▶ Aufgabe 1
Zu welchen Zeiten findet laut dem Text über das Jugendzentrum SVITAC der Workshop statt?
▶ Aufgabe 2
Schreibe aus dem Text über das Jugendzentrum SVITAC alles ab „Das Kinder -und“ bis hinunter zu „sieben Jahren zusammen.“ wortgetreu ab.

▶ Vorliegender Text
════════════════
Obwohl sich die wirtschaftliche und politische Situation in Brčko verbessert hat darf die Gefahr für die Stabilität des Friedens nicht unterschätzt werden.

Das Kinder -und Jugendzentrum „Omladinska organizacija SVITAC“ (in dem auch in nun arbeite) arbeitet seit 1997 daran, die Vision einer friedlichen Koexistenz verschiedenster Menschen in Brčko Realität werden zu lassen. Ich arbeite dort größtenteils mit Kindern im Alter von vier bis sieben Jahren zusammen.

Der Workshop, der in der Woche täglich von 11 bis 13 Uhr stattfindet, wird von Kindern aller drei Ethnien besucht und ist kostenlos. Um 10:15 Uhr treffen meine beiden Mit-Freiwilligen ( und auch meine Mitbewohnerinnen bzw. nun Freundinnen, die ebenfalls aus Deutschland kommen) und ich im Jugendzentrum ein. Wir besprechen mit unseren Kolleginnen und Kollegen auf Englisch nochmal detaillierter den Plan für den Tag, den wir am vorherigen Freitag schon ausgearbeitet haben. Dann bereiten wir den Raum für den Workshop vor. Dazu stellen wir fünf unglaublich niedliche Tischchen in den Raum mit jeweils vier Miniaturen eines Holzstuhles. Um 11 Uhr stellen sich die meistens um die 20 Kinder in einem Vozič (=Zug) formiert auf und fahren dann in den Bahnhof von SVITAC ein. Doch vorher nehmen sie an einem relativ neuen Begrüßungsritual teil. Jedes Kind sucht sich anhand von Schildern aus, ob es (A) mit einem High-Five, (B) mit einer Umarmung oder (C) mit einem kleinen Tanz persönlich begrüßt werden möchte.
════════════════
▶ Bereitgestelltes Material
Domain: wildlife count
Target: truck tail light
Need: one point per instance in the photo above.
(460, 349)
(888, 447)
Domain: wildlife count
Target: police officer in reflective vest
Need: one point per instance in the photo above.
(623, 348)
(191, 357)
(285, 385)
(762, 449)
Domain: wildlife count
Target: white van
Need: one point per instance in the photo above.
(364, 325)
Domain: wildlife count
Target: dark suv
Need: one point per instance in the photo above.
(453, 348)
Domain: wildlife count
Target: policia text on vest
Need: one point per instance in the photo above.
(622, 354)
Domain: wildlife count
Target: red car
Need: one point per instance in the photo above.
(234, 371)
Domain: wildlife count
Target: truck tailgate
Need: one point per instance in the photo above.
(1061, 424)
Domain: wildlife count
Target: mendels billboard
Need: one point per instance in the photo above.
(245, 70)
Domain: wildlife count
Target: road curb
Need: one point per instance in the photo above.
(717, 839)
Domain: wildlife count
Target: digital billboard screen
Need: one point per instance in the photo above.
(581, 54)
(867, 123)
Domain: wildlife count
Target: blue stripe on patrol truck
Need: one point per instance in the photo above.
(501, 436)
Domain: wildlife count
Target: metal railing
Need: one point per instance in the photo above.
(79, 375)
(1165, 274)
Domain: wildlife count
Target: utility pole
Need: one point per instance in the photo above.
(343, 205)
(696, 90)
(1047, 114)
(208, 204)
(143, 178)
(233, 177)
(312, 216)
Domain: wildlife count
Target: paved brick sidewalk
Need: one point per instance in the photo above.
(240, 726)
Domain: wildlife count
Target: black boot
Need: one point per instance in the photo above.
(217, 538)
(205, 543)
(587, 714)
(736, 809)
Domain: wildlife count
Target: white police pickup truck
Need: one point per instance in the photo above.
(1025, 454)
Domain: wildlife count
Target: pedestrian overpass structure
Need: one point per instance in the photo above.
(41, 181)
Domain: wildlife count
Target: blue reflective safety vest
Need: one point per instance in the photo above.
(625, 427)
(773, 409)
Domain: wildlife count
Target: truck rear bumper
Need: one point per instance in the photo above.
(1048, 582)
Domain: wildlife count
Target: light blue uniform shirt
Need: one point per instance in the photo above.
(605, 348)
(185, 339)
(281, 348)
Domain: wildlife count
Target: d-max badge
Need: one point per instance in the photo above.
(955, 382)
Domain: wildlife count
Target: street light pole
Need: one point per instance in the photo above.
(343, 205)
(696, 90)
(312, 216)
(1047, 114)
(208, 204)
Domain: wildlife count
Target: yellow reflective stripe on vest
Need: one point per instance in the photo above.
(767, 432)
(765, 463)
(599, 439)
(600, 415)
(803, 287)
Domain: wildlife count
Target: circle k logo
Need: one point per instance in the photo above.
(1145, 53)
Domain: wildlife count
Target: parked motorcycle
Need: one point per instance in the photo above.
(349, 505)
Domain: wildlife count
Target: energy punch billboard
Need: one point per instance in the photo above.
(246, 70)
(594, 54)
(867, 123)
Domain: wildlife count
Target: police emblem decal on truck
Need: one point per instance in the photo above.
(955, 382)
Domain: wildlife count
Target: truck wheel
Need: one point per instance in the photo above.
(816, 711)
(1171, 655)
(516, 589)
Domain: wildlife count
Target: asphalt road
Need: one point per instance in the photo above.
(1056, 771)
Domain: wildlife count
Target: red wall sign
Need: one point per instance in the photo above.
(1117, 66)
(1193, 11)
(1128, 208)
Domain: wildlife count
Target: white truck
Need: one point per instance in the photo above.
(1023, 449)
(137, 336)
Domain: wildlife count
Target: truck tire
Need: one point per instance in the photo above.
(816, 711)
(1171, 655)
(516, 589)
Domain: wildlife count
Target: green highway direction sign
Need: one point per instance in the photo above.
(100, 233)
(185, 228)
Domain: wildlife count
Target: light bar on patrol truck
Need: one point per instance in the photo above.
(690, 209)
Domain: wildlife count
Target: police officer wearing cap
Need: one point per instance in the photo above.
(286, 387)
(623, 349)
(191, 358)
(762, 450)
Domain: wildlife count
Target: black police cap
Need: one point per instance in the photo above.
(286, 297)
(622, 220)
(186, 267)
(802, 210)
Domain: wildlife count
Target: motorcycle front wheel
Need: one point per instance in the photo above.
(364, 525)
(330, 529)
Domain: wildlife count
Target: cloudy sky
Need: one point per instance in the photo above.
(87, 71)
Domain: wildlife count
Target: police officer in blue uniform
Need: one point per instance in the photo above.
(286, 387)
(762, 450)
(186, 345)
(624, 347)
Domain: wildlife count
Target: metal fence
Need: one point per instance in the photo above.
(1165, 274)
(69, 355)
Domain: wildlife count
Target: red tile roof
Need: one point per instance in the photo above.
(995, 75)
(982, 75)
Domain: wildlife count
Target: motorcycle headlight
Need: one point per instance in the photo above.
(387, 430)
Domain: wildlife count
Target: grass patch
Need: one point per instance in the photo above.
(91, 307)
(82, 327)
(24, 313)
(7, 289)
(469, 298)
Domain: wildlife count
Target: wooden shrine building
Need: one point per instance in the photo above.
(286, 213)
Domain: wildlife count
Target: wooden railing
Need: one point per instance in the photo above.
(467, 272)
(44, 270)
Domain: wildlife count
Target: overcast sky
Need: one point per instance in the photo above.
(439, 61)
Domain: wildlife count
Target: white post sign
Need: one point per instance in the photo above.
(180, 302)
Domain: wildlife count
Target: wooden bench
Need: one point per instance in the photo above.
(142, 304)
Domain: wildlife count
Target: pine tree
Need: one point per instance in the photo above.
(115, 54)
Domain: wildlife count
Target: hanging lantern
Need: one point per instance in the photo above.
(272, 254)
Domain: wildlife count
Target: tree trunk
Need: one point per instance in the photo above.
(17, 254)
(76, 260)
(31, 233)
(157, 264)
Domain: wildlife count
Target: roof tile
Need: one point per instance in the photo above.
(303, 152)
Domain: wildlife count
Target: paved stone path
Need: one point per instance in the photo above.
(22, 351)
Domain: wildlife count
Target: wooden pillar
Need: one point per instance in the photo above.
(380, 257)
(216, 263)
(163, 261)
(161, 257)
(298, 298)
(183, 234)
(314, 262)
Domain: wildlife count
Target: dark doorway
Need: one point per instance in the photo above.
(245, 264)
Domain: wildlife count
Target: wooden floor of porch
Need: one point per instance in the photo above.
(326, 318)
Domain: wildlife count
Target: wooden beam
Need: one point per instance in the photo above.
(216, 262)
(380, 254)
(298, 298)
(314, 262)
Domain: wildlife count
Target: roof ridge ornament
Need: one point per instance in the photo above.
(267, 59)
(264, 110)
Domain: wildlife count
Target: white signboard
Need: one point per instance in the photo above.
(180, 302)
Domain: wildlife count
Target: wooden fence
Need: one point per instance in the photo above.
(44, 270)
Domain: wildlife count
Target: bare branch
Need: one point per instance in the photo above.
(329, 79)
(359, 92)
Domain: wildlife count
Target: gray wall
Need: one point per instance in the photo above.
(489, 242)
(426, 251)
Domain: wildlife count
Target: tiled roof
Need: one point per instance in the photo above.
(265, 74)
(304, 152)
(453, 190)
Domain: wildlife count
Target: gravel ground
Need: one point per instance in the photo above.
════════════════
▶ Ergebnis 1
In der Woche täglich von 11 bis 13 Uhr.

▶ Ergebnis 2
Das Kinder -und Jugendzentrum „Omladinska organizacija SVITAC“ (in dem auch in nun arbeite) arbeitet seit 1997 daran, die Vision einer friedlichen Koexistenz verschiedenster Menschen in Brčko Realität werden zu lassen. Ich arbeite dort größtenteils mit Kindern im Alter von vier bis sieben Jahren zusammen.